• _Goal_
Copy out, word for word, the rows below, starting at the row that contains "the fish head" and ending at the last row.

• _Record list_
──────────────────────────────
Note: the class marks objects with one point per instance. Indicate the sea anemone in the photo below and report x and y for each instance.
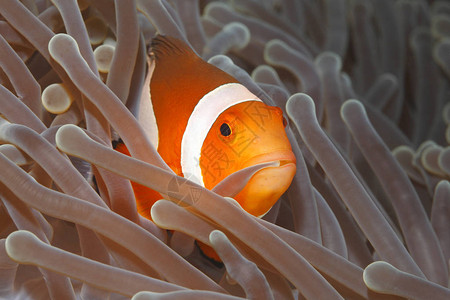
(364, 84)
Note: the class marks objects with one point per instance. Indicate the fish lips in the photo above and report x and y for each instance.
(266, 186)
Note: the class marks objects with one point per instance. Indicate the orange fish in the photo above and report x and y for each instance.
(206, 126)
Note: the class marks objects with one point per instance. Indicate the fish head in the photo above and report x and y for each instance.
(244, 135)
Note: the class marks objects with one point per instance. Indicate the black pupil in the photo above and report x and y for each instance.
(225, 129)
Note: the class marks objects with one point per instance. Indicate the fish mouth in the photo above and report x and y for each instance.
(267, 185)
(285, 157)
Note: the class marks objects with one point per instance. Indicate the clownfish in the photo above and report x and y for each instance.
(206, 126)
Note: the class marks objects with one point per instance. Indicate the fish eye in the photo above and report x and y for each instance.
──────────────────────────────
• _Task output_
Note: the class marks objects with one point per instance. Indicate the fish head in the photo above and report x and y for each instance.
(244, 135)
Note: the class marks objects with one point per instance. Indicate the black pupil in the photo above and report x and y for each instance.
(225, 129)
Note: the class marks objects with one point per instance. Indicate the fish mouth in the photo above and report x and y for each instance.
(267, 185)
(285, 157)
Note: the class marks objects with one point per instance. Indicate the clownfish in the photo above and report x and y for each instance.
(206, 126)
Note: the class marks objects with one point per instance. Indicate the fish eye in the photo above and report x and y for each instance.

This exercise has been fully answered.